▶ _SET TASK_
Please copy the entries word for word, starting at the line that contains "for the taillight." and continuing through the end of the entries, with both ends included.

▶ _DATASET ROWS_

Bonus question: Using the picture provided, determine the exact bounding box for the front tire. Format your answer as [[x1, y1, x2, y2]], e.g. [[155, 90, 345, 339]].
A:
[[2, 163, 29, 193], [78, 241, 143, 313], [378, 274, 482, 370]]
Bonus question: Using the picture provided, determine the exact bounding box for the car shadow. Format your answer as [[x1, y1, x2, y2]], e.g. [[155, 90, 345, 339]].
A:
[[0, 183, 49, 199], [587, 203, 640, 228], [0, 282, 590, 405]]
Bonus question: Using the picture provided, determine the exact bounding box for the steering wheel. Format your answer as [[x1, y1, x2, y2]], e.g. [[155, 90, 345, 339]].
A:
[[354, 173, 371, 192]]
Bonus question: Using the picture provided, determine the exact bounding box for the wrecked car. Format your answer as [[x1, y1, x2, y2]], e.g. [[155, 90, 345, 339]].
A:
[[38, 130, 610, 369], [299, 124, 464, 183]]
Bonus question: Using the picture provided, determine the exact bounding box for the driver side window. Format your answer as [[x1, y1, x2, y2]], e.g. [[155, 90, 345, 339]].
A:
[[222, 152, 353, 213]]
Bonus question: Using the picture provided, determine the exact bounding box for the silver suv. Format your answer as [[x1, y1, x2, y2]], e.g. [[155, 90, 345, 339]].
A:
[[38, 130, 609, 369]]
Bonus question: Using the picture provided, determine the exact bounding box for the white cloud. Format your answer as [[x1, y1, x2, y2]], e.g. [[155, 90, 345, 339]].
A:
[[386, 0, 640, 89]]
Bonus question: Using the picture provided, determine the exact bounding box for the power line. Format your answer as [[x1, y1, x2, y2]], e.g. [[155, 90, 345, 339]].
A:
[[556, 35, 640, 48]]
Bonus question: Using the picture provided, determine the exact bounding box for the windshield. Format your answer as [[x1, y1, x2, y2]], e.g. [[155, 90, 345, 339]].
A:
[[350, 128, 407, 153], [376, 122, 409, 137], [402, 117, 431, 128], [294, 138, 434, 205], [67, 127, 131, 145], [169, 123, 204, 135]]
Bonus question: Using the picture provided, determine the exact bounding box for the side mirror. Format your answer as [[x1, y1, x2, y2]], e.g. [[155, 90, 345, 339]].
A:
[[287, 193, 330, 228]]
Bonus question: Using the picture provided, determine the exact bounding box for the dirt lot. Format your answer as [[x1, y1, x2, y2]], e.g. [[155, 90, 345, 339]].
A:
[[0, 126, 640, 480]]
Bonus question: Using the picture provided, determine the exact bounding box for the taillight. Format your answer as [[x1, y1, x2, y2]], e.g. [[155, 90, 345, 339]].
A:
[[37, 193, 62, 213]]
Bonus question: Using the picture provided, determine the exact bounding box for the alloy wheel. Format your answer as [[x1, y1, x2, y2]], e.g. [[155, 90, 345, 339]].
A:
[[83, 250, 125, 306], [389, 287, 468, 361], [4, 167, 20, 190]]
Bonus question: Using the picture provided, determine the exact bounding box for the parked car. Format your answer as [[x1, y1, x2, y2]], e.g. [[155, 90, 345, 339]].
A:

▶ _CORRECT ANSWER_
Bonus question: Using the picture provided, determine the exact bounding box for the taillight. Format your answer as [[x1, y1, x2, y2]], e.g. [[155, 90, 345, 339]].
A:
[[37, 193, 62, 213]]
Bonus question: Using the picture provided, determine the exact bounding box for the alloy wheel. Format your answer as [[x1, y1, x2, y2]], e.g. [[155, 90, 345, 339]].
A:
[[83, 250, 125, 306], [389, 287, 468, 361], [4, 167, 20, 190]]
Bonus question: Using the picture provided, determine the exact bounding box for the parked car. Format your answer as [[x1, y1, x2, y2]], e.g. [[155, 90, 345, 339]].
A:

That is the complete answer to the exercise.